What you need to do — Starting at the row that contains "Check this image for the presence of any glass" and ending at the last row below, set out the rows as a Markdown table with the columns Row and Content, omitting any blank ones.
== == ==
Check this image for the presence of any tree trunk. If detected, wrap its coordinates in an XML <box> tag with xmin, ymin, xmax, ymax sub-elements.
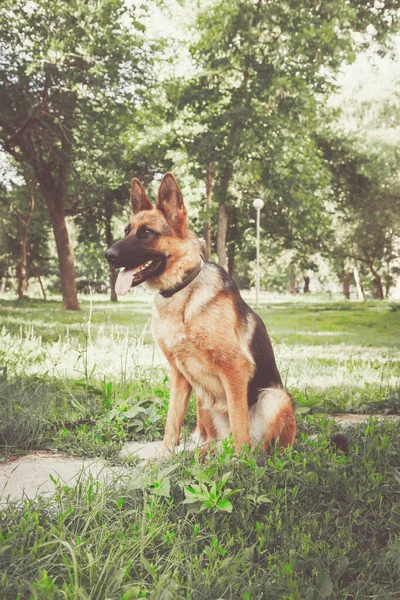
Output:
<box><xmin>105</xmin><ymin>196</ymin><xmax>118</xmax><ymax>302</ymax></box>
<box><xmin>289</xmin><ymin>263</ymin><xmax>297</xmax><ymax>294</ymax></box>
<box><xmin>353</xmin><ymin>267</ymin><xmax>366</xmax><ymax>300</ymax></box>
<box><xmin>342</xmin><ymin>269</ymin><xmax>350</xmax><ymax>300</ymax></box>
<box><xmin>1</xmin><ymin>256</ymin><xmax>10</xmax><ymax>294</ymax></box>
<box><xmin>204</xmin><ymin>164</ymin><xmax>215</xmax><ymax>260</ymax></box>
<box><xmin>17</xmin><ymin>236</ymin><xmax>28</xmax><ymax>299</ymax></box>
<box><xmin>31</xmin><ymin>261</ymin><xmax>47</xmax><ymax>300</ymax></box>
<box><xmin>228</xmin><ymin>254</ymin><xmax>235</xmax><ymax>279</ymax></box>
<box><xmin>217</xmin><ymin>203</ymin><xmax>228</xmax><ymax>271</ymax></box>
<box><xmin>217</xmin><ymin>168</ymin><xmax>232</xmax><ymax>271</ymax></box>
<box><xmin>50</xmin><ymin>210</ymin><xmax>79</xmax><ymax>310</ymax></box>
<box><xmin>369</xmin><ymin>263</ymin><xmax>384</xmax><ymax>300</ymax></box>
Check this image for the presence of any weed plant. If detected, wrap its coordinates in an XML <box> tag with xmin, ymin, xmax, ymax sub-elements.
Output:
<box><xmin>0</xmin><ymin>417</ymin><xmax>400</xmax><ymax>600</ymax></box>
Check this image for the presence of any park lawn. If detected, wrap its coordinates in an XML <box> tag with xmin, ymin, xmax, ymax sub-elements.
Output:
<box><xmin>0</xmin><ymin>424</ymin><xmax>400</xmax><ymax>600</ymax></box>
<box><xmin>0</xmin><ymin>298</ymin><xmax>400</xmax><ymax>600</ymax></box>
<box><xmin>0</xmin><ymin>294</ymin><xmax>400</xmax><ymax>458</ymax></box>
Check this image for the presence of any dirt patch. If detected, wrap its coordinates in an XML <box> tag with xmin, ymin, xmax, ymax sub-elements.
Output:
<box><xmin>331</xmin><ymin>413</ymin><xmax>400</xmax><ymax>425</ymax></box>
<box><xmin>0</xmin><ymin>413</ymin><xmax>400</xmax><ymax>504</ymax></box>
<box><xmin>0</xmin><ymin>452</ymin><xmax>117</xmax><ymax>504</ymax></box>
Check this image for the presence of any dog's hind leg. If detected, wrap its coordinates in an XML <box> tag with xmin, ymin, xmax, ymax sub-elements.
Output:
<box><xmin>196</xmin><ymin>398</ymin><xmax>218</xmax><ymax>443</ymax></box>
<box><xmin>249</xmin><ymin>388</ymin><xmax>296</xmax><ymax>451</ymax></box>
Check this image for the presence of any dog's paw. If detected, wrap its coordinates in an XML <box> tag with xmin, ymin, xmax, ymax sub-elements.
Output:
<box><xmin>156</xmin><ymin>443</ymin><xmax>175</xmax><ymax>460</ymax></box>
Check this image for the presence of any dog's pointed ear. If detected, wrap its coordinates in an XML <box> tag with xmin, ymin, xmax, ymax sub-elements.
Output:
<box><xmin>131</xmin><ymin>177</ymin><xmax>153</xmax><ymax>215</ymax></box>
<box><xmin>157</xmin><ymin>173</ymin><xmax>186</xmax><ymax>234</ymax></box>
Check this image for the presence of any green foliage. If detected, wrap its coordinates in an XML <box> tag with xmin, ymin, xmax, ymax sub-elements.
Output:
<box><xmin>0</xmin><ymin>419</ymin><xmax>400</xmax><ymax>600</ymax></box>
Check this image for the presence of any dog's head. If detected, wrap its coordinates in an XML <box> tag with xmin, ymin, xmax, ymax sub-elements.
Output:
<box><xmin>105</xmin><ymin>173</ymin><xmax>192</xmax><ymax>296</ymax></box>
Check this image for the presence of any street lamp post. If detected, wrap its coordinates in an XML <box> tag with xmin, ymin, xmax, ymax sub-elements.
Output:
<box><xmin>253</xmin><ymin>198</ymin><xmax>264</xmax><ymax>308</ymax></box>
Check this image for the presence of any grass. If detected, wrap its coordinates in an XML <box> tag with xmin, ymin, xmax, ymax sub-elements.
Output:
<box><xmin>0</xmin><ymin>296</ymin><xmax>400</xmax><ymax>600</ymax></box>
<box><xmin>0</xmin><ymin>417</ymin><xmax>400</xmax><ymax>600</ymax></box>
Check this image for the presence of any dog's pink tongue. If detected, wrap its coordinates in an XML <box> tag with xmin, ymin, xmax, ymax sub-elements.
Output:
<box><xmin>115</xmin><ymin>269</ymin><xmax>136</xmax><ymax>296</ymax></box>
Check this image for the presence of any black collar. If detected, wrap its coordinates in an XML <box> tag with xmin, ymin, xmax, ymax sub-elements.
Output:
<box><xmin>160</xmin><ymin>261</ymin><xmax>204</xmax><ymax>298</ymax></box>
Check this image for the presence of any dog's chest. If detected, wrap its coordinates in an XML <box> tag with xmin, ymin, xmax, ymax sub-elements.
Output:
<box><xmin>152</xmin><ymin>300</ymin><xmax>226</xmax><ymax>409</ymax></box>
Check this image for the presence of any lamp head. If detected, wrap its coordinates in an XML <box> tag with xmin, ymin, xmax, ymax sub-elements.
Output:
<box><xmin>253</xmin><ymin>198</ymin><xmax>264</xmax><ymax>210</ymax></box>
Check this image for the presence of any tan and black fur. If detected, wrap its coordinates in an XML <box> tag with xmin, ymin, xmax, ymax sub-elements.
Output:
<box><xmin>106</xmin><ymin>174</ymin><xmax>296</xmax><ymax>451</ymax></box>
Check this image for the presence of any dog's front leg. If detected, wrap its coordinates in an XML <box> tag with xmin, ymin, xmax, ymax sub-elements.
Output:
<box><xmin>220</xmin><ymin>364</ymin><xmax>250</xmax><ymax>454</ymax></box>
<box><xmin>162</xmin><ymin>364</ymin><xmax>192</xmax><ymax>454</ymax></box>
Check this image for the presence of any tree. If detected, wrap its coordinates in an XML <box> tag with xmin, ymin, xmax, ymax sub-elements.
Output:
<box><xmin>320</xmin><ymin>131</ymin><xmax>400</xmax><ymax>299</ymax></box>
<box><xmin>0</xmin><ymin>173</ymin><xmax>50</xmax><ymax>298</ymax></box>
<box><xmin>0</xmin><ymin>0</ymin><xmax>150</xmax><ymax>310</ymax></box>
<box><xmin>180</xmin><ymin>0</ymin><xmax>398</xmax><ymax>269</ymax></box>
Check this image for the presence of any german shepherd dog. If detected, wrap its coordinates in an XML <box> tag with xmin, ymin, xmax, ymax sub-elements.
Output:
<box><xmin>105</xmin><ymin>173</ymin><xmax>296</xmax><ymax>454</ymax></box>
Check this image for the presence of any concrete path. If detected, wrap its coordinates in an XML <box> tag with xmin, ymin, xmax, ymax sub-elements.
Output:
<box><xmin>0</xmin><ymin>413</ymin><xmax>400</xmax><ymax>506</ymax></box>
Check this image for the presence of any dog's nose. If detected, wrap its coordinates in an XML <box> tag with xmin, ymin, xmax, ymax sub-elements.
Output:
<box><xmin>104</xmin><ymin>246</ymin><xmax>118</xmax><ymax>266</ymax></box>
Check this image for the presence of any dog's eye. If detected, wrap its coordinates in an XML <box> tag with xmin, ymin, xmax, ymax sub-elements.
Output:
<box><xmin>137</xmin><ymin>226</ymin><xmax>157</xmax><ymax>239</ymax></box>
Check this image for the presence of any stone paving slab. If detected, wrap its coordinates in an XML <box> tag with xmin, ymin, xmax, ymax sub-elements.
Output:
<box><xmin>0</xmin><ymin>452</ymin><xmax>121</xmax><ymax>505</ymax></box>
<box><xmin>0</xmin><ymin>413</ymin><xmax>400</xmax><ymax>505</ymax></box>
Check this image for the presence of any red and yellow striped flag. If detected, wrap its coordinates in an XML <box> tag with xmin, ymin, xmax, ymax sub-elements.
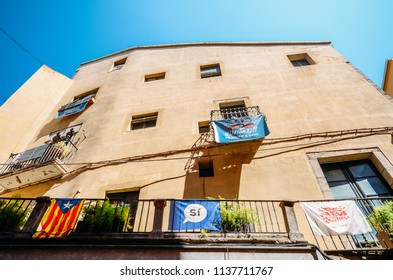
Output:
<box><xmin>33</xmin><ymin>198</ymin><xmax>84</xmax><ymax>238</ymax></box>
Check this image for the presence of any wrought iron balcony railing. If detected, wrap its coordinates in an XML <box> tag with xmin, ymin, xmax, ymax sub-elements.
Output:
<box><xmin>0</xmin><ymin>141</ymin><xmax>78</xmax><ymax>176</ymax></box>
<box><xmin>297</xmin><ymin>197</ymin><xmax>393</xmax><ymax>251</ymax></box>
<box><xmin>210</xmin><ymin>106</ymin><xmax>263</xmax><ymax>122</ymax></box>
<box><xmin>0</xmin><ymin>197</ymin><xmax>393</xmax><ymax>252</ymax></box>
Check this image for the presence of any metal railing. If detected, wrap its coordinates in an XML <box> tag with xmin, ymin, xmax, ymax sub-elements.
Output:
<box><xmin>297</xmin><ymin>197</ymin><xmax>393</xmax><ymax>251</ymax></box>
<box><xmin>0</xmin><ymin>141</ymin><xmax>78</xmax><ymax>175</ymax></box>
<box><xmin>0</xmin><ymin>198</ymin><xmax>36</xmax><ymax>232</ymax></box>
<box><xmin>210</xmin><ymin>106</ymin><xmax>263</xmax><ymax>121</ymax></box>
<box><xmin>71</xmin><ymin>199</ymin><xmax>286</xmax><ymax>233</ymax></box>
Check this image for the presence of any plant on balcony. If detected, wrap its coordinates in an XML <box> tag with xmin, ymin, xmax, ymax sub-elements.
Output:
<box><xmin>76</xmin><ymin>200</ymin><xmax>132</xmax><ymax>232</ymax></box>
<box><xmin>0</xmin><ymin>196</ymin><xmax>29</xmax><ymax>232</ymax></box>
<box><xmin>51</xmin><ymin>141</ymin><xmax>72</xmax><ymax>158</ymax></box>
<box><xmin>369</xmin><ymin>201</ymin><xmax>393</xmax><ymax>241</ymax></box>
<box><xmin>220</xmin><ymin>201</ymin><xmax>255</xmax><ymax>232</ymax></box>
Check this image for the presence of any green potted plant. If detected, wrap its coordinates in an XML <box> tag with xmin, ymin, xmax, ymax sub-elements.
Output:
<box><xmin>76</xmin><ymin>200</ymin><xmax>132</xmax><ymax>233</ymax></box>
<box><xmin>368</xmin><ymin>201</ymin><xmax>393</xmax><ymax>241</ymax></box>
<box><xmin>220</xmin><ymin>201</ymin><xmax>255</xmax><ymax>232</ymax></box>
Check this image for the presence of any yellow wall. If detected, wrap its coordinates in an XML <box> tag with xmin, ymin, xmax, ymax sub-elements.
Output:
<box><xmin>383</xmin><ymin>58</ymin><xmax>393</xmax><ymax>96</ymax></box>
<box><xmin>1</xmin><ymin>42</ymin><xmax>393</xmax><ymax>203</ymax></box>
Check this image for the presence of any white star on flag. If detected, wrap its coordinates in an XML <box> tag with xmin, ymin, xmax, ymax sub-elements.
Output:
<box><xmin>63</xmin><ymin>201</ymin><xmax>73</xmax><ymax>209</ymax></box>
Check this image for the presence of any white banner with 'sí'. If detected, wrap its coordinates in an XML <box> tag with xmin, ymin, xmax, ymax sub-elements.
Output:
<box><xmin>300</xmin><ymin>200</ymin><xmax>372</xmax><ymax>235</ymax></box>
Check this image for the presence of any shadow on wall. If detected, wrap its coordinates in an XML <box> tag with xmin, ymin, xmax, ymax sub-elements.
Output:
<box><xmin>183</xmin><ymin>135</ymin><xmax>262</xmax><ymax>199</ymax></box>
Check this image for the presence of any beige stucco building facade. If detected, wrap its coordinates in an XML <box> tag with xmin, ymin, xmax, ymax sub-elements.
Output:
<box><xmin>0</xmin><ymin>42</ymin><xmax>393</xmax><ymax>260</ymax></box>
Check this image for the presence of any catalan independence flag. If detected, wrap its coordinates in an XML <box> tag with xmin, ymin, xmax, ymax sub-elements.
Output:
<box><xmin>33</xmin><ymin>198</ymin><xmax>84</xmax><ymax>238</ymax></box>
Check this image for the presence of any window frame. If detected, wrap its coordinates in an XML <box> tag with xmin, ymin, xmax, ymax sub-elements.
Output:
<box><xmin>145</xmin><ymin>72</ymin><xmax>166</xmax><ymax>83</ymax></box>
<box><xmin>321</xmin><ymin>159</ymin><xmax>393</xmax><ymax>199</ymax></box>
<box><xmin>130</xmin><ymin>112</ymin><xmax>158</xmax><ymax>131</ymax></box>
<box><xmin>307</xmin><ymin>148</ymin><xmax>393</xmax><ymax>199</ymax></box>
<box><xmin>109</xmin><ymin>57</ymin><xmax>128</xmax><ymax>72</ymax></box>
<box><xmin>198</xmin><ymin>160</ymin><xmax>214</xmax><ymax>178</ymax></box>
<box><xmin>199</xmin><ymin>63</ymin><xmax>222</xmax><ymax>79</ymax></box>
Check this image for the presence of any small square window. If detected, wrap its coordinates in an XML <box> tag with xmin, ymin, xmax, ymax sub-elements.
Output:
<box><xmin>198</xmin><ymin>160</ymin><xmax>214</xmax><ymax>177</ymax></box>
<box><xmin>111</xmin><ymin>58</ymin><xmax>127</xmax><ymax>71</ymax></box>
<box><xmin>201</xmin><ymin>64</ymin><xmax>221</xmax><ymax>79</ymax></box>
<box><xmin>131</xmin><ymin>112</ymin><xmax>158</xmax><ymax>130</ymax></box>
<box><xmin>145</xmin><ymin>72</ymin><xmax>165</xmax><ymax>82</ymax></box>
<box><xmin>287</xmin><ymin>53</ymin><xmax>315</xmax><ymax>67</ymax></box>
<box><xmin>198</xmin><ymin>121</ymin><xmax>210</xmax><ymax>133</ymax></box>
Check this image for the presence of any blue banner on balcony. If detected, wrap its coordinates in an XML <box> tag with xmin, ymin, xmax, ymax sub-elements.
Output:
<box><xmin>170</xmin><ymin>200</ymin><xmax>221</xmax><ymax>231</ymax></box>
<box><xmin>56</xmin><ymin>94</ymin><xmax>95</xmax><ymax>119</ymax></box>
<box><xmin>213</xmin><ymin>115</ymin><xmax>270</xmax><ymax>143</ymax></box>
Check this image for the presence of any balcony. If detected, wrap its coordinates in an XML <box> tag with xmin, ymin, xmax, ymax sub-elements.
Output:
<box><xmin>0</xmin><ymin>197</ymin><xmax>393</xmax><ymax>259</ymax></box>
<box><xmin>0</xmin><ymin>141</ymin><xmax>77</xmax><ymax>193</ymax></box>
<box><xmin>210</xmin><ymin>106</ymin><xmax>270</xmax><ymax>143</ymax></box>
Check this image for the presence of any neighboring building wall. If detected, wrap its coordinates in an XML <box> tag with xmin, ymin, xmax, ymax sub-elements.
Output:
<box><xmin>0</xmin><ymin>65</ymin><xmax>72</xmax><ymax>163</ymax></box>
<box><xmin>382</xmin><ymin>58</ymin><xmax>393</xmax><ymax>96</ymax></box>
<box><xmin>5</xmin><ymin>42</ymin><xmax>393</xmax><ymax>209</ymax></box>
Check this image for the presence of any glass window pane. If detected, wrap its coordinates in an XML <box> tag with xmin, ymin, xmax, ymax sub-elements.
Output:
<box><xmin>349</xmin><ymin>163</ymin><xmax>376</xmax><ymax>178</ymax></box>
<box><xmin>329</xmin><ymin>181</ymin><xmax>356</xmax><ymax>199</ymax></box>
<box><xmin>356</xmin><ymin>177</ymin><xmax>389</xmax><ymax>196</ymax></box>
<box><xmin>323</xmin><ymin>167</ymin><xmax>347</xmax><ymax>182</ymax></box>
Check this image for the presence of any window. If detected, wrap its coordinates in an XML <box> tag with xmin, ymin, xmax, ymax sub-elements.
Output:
== == ==
Output of the task —
| Row | Content |
|---|---|
| 1 | Check this image for the presence of any glass window pane. If detected, wrap its coordinates in an XML <box> tag with xmin, ymin, xmax, ymax sub-elements. |
| 2 | Output: |
| 3 | <box><xmin>349</xmin><ymin>163</ymin><xmax>376</xmax><ymax>178</ymax></box> |
| 4 | <box><xmin>329</xmin><ymin>181</ymin><xmax>356</xmax><ymax>199</ymax></box> |
| 5 | <box><xmin>356</xmin><ymin>177</ymin><xmax>389</xmax><ymax>196</ymax></box> |
| 6 | <box><xmin>323</xmin><ymin>167</ymin><xmax>347</xmax><ymax>182</ymax></box> |
| 7 | Check this image for the presence of any window. If detected, wrap its coordinates in an XML <box> tag with xmin, ymin, xmax, ymax sub-elements. |
| 8 | Output: |